- **Aim**
Lay out the items below as a JSON list of strings, one string per line with blank lines omitted, starting with the line containing "Confirm that each instance of the small side" and going on through the line containing "pixel 25 104".

#### Supplied information

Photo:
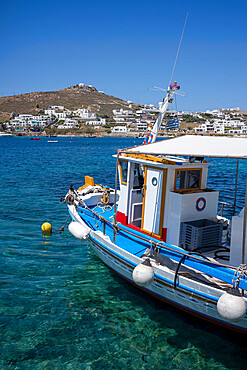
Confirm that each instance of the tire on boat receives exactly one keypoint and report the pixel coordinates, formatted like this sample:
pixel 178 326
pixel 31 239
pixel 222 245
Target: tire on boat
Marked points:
pixel 78 230
pixel 143 274
pixel 231 305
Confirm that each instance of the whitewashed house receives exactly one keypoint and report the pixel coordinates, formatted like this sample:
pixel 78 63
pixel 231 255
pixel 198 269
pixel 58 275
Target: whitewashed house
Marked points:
pixel 117 129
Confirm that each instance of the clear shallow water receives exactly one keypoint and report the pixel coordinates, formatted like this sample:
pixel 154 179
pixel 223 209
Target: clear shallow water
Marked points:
pixel 60 307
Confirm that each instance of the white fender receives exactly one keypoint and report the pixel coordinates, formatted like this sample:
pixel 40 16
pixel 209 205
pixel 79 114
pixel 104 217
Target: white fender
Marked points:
pixel 78 230
pixel 231 305
pixel 143 274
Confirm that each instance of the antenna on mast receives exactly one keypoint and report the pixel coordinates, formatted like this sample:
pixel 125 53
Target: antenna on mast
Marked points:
pixel 180 42
pixel 171 90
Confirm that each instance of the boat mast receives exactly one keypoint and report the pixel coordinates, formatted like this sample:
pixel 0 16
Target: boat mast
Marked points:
pixel 163 108
pixel 168 99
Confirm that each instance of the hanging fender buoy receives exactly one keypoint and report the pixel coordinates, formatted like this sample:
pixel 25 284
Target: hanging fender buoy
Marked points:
pixel 78 230
pixel 143 274
pixel 231 305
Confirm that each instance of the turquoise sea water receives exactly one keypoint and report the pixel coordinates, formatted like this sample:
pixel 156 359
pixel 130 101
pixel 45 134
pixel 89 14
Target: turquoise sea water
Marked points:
pixel 60 307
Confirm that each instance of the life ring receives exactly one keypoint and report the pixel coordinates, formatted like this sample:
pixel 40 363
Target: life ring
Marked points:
pixel 199 209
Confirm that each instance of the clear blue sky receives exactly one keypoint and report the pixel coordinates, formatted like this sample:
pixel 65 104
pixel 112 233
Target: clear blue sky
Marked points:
pixel 126 47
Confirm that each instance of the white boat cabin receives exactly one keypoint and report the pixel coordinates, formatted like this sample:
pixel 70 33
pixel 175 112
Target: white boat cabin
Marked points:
pixel 158 194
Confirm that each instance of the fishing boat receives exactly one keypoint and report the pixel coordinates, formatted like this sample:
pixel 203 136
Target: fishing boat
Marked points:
pixel 5 134
pixel 160 230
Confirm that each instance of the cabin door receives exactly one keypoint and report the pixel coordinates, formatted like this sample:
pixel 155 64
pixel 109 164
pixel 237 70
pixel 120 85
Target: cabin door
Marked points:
pixel 154 200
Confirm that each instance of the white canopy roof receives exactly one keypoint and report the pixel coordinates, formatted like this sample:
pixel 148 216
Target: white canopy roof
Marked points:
pixel 197 146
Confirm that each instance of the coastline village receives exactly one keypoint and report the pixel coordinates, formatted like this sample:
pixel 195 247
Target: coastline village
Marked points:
pixel 134 121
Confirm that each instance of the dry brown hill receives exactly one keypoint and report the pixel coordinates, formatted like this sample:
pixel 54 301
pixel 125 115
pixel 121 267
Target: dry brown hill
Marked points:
pixel 72 98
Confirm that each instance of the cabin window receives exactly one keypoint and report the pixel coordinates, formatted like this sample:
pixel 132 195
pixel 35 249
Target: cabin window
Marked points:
pixel 138 176
pixel 123 172
pixel 188 179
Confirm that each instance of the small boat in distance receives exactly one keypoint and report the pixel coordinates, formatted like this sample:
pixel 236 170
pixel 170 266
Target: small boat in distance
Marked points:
pixel 6 134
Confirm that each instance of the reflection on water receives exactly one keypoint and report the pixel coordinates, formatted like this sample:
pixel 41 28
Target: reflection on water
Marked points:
pixel 60 306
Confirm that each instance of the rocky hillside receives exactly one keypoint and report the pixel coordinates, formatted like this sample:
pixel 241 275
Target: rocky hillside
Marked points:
pixel 72 97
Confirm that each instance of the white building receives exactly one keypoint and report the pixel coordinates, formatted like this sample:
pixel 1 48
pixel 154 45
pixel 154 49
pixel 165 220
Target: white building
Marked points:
pixel 100 122
pixel 68 123
pixel 84 113
pixel 57 107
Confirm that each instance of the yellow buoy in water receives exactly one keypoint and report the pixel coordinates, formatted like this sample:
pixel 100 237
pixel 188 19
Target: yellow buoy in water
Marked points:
pixel 46 227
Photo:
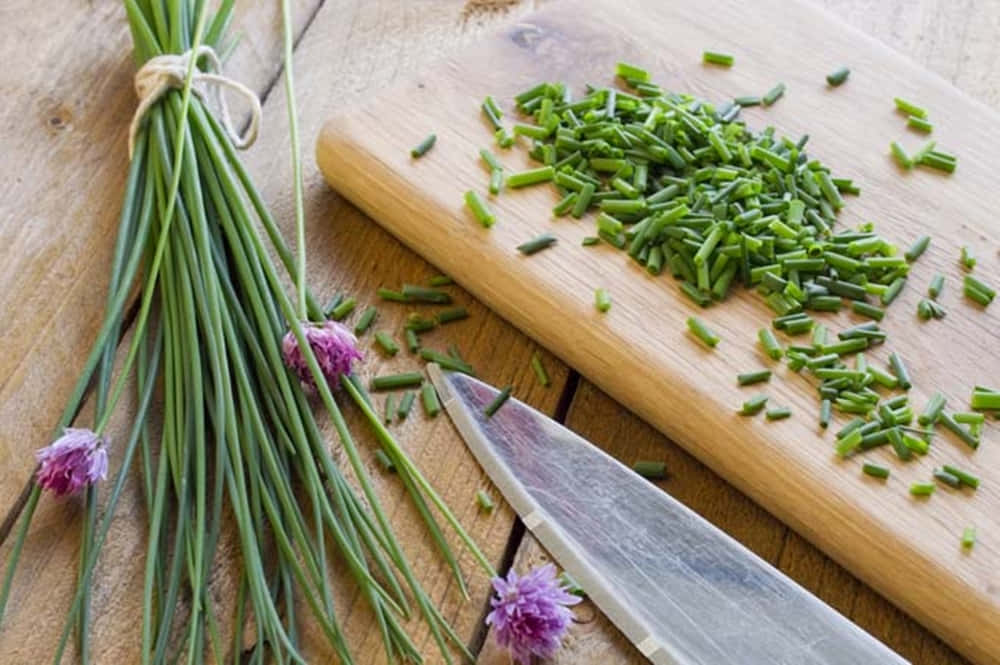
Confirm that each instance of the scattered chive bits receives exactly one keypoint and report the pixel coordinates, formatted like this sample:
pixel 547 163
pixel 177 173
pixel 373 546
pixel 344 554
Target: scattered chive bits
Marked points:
pixel 651 469
pixel 753 406
pixel 537 244
pixel 875 471
pixel 602 300
pixel 837 77
pixel 479 208
pixel 716 58
pixel 498 401
pixel 424 146
pixel 702 332
pixel 773 95
pixel 909 108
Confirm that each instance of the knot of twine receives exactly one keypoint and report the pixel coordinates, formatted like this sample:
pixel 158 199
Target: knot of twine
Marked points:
pixel 163 72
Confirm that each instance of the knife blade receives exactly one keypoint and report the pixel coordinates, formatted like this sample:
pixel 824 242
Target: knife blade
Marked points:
pixel 680 589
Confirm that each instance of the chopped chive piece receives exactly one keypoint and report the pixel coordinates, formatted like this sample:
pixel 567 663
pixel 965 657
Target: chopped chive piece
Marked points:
pixel 968 258
pixel 424 294
pixel 530 177
pixel 452 314
pixel 909 108
pixel 917 248
pixel 384 460
pixel 899 369
pixel 716 58
pixel 770 343
pixel 387 344
pixel 779 413
pixel 496 181
pixel 390 408
pixel 405 404
pixel 937 283
pixel 864 309
pixel 479 208
pixel 412 341
pixel 537 244
pixel 394 381
pixel 753 405
pixel 428 396
pixel 389 294
pixel 339 312
pixel 900 155
pixel 875 471
pixel 424 146
pixel 650 469
pixel 943 476
pixel 920 124
pixel 702 332
pixel 447 362
pixel 773 95
pixel 440 280
pixel 602 300
pixel 540 373
pixel 631 73
pixel 966 478
pixel 838 76
pixel 498 401
pixel 958 431
pixel 825 413
pixel 484 501
pixel 750 378
pixel 365 320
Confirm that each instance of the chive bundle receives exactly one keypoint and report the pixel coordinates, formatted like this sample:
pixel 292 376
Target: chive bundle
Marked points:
pixel 240 443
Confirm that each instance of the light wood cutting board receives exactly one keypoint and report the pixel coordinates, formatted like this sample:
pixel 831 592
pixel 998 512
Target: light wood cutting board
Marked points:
pixel 640 353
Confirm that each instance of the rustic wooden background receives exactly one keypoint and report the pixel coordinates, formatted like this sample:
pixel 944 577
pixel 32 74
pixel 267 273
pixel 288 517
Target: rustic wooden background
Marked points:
pixel 66 82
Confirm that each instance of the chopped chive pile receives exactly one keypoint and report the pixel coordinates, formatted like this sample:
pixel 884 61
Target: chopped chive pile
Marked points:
pixel 716 58
pixel 424 147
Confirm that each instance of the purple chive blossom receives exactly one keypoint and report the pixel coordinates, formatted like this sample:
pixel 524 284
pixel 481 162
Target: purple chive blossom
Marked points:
pixel 530 613
pixel 333 344
pixel 77 459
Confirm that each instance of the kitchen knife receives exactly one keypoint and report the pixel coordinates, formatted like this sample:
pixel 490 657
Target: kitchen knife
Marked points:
pixel 683 591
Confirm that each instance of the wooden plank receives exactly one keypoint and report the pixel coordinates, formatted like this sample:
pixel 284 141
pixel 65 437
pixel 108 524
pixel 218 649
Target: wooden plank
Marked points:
pixel 953 34
pixel 594 640
pixel 664 376
pixel 350 253
pixel 68 74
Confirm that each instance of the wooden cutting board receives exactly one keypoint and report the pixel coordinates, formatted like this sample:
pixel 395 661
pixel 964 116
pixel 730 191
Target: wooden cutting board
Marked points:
pixel 640 352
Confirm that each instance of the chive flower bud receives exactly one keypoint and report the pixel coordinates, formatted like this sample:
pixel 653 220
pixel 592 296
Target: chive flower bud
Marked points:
pixel 531 613
pixel 77 459
pixel 333 344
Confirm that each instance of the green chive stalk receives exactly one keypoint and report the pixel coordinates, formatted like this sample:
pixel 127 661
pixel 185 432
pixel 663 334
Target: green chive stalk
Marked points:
pixel 239 440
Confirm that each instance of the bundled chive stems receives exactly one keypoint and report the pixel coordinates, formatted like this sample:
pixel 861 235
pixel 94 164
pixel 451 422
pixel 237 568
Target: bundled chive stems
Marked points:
pixel 238 441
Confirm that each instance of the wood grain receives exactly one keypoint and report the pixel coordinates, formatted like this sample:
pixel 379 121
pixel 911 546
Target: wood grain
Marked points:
pixel 348 253
pixel 663 376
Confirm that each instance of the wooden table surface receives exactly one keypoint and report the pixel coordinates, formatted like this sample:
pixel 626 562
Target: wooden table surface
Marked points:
pixel 66 82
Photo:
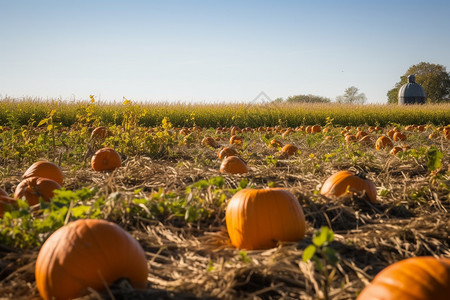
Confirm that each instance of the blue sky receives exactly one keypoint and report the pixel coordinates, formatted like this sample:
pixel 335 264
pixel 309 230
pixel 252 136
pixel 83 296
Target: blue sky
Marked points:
pixel 215 51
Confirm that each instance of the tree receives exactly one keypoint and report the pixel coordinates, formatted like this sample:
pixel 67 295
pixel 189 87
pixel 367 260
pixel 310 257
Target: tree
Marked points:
pixel 307 99
pixel 352 96
pixel 432 77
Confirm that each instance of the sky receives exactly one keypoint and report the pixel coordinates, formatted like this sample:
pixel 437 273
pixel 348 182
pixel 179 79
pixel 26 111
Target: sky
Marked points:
pixel 215 51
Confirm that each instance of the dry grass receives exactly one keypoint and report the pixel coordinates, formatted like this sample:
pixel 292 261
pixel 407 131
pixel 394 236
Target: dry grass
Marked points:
pixel 195 260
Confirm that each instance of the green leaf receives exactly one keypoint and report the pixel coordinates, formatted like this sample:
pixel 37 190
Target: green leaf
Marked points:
pixel 309 253
pixel 331 255
pixel 434 157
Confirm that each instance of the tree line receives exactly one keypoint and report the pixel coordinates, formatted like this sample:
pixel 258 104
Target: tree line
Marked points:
pixel 434 79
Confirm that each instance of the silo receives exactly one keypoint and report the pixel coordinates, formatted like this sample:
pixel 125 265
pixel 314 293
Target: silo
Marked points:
pixel 411 93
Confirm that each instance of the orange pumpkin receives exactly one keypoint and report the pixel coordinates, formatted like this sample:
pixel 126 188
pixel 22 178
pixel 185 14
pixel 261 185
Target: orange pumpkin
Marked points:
pixel 396 150
pixel 225 152
pixel 209 141
pixel 383 142
pixel 350 138
pixel 44 169
pixel 34 188
pixel 361 134
pixel 236 140
pixel 289 149
pixel 345 182
pixel 88 254
pixel 106 159
pixel 233 165
pixel 275 144
pixel 259 218
pixel 316 129
pixel 399 136
pixel 3 193
pixel 100 133
pixel 416 278
pixel 366 140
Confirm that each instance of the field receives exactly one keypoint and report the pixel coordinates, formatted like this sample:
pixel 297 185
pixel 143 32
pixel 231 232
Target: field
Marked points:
pixel 171 197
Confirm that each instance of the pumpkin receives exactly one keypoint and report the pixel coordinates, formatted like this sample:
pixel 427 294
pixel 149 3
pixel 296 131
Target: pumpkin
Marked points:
pixel 233 165
pixel 289 149
pixel 360 134
pixel 259 218
pixel 209 141
pixel 100 133
pixel 44 169
pixel 399 136
pixel 286 133
pixel 106 159
pixel 316 129
pixel 366 140
pixel 88 254
pixel 421 128
pixel 225 152
pixel 416 278
pixel 275 144
pixel 345 182
pixel 350 138
pixel 235 140
pixel 34 188
pixel 396 150
pixel 383 142
pixel 5 203
pixel 3 193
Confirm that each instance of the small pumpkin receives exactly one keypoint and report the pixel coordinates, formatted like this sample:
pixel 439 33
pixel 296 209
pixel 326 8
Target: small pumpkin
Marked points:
pixel 106 159
pixel 350 138
pixel 360 134
pixel 399 136
pixel 44 169
pixel 366 140
pixel 345 182
pixel 416 278
pixel 259 218
pixel 34 188
pixel 88 254
pixel 289 149
pixel 233 165
pixel 209 141
pixel 225 152
pixel 316 129
pixel 235 140
pixel 383 142
pixel 275 144
pixel 396 150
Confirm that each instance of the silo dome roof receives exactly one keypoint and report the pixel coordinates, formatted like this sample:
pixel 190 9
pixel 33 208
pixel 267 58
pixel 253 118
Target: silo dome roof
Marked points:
pixel 411 89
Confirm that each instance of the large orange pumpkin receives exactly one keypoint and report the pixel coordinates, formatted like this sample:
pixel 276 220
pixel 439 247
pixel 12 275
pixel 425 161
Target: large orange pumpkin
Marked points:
pixel 106 159
pixel 417 278
pixel 88 254
pixel 44 169
pixel 34 188
pixel 259 218
pixel 383 142
pixel 225 152
pixel 233 165
pixel 345 182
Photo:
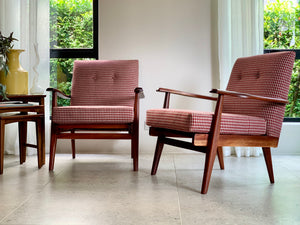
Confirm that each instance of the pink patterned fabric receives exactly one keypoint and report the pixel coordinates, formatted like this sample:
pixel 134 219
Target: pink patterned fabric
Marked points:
pixel 265 75
pixel 200 122
pixel 93 115
pixel 101 82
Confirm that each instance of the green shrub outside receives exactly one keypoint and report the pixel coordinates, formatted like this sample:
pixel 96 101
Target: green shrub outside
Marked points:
pixel 71 26
pixel 282 31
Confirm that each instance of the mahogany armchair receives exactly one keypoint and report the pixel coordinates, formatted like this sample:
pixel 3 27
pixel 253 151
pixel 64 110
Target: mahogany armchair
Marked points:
pixel 104 97
pixel 249 113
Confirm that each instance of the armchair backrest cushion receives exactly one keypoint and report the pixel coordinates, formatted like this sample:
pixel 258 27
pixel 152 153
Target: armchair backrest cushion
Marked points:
pixel 104 82
pixel 266 75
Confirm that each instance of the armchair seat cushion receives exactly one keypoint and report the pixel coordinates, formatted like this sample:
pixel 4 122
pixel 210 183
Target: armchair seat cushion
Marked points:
pixel 93 115
pixel 200 122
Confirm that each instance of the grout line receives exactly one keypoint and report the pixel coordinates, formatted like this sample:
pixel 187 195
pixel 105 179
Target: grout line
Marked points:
pixel 175 170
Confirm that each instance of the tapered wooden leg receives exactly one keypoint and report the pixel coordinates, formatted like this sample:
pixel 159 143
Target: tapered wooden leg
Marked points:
pixel 212 145
pixel 157 154
pixel 220 157
pixel 39 141
pixel 268 160
pixel 22 140
pixel 209 163
pixel 2 133
pixel 52 148
pixel 73 145
pixel 43 152
pixel 135 151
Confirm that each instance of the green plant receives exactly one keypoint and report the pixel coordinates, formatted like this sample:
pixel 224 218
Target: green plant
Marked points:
pixel 282 31
pixel 3 92
pixel 5 46
pixel 71 26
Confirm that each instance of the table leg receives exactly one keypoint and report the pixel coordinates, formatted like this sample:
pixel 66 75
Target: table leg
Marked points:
pixel 2 133
pixel 22 140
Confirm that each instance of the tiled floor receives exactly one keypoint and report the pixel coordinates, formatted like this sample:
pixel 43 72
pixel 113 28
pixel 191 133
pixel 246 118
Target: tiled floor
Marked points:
pixel 102 189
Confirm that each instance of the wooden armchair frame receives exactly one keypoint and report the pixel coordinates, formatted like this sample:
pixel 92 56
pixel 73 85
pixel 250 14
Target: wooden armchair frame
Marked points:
pixel 212 143
pixel 58 131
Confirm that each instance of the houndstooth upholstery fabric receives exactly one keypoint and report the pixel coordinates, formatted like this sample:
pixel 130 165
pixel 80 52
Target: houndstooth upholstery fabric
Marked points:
pixel 200 122
pixel 265 75
pixel 102 93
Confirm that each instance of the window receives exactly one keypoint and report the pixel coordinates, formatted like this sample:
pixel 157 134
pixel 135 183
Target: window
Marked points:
pixel 282 33
pixel 73 35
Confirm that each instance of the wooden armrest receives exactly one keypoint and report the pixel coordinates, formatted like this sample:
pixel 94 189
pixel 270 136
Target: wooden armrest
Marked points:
pixel 59 93
pixel 187 94
pixel 245 95
pixel 140 92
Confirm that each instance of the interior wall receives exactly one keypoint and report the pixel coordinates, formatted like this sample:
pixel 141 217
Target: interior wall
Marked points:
pixel 172 39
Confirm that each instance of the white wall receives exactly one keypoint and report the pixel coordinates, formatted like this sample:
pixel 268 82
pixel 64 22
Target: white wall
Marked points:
pixel 289 142
pixel 172 39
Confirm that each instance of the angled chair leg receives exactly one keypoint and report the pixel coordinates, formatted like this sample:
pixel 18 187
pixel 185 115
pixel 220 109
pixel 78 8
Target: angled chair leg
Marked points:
pixel 209 164
pixel 157 154
pixel 53 141
pixel 2 131
pixel 135 151
pixel 22 140
pixel 268 160
pixel 39 142
pixel 73 145
pixel 220 157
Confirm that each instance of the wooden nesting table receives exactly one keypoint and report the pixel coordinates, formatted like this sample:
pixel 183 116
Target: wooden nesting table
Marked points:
pixel 21 109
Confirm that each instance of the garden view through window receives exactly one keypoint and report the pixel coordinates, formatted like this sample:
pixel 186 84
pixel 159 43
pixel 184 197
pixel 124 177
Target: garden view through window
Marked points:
pixel 73 35
pixel 282 33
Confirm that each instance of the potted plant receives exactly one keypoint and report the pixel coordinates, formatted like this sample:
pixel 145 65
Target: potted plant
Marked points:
pixel 12 74
pixel 5 46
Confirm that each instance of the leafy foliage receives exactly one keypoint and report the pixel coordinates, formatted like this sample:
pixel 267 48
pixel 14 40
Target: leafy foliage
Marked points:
pixel 6 43
pixel 71 26
pixel 282 31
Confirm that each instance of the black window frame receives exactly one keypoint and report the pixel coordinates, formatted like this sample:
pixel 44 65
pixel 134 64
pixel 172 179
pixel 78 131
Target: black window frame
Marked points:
pixel 82 52
pixel 286 119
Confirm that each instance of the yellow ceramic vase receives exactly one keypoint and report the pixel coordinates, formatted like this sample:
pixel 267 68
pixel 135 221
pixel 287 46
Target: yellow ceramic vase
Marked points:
pixel 16 80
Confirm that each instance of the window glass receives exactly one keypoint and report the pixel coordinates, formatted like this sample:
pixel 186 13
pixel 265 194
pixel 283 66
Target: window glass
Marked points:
pixel 71 24
pixel 282 33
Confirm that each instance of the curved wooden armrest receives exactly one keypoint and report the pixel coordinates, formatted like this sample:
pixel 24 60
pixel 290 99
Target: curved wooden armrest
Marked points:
pixel 245 95
pixel 140 92
pixel 59 93
pixel 187 94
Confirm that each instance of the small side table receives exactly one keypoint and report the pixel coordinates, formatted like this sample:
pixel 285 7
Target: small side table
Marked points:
pixel 25 104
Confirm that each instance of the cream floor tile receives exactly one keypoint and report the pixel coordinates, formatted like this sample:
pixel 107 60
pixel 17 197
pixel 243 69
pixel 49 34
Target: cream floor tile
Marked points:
pixel 103 189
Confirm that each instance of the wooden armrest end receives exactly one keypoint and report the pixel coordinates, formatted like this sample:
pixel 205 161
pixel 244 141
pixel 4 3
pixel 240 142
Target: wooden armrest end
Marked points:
pixel 139 91
pixel 187 94
pixel 250 96
pixel 59 93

########

- **Expected answer**
[
  "Confirm that each instance of the small side table receives exactly one keypoint and report the pixel coordinates, formatted like this sample:",
  "pixel 285 7",
  "Target: small side table",
  "Marked points:",
  "pixel 25 104"
]